Task description
How would you render this sentence from the article on the April nuclear summit in Spanish: "A notable absence from the conference was Israeli Prime Minister Binyamin Netanyahu."

Barack Obama’s much-lauded nuclear summit in April was nothing more than a show of muscle by the world’s biggest nuclear powers, in an increasingly volative global environment. Despite his talk of efforts to create a “nuclear free world”, Barack Obama showed that he has no plans to abandon US nuclear supremacy.
Much has been made of the agreement between Russia and the US to reduce their nuclear stockpiles. But Ivan Oelrich of the Federation of American Scientists noted, “the treaty contains a peculiar counting rule: each bomber counts only as one nuclear bomb, although the B-52 can carry 20 nuclear-armed cruise missiles and the Russian bombers have similar payloads. If we define a bomber with 20 bombs as a single bomb, then suddenly we get a substantial reduction in the number of nuclear weapons.”
And the US and Russian stockpiles of 5000 warheads each are still enough to destroy the planet several times over.
Threatening Iran
The Obama administration used the summit to reinforce statements made in its recent Nuclear Posture Review that it retains the right of nuclear attack on nations like Iran and North Korea not signatory to the Nuclear Non-Proliferation Treaty. This came as a thinly veiled warning to Iran, which formed the central topic of the summit.
Obama’s review further stated, somewhat hypocritically, that “the fundamental role of US nuclear weapons… is to deter nuclear attack on the United States, our allies, and partners.”
Professor of international relations at Harvard Stephen Walt argued, “If the US government believes that ‘the fundamental role’ of US nuclear weaponry is to deter nuclear attacks on the US, and the US is now proclaiming that it still reserves the option of using nuclear weapons first against non-nuclear Iran…then wouldn’t a sensible Iranian leadership conclude that it could use a nuclear arsenal of its own… to deter us from doing just that?”
A notable absence from the conference was Israeli Prime Minister Binyamin Netanyahu.
Israel’s deputy prime minister was sent to the summit after concerns that Egypt and Turkey were preparing to grill the country on its own undeclared arsenal, which is estimated at up to 400 thermonuclear weapons.

Given information
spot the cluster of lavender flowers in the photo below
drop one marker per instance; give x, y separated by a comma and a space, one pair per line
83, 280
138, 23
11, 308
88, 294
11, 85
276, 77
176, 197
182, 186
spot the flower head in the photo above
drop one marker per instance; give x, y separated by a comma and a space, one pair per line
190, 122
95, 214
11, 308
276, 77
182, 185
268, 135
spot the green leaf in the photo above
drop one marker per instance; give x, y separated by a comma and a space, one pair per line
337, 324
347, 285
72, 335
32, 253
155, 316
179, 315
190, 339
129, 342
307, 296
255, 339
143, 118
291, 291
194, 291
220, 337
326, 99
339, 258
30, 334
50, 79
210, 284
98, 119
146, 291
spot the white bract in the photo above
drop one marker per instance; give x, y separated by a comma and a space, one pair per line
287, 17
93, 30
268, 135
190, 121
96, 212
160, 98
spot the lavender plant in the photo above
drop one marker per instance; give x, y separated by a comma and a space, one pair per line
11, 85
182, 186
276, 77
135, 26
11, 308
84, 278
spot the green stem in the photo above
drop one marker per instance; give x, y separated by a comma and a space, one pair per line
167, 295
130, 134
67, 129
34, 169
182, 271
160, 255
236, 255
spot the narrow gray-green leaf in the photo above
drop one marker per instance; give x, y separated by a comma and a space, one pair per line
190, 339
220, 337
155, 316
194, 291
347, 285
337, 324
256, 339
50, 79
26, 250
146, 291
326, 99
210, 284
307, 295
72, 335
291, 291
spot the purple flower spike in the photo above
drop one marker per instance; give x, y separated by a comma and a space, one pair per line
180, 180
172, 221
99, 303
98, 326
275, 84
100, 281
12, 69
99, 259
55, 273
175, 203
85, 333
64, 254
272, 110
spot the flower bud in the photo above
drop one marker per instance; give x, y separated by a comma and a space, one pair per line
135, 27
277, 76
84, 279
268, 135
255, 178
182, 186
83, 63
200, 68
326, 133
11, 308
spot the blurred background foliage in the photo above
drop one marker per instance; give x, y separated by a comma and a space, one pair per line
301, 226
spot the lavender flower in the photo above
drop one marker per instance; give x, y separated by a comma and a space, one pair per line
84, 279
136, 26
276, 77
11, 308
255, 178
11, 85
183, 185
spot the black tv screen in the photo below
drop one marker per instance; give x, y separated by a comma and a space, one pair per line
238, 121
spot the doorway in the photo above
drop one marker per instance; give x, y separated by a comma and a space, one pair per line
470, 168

Task result
Una ausencia notable en la conferencia fue la del primer ministro israelí, Binyamin Netanyahu.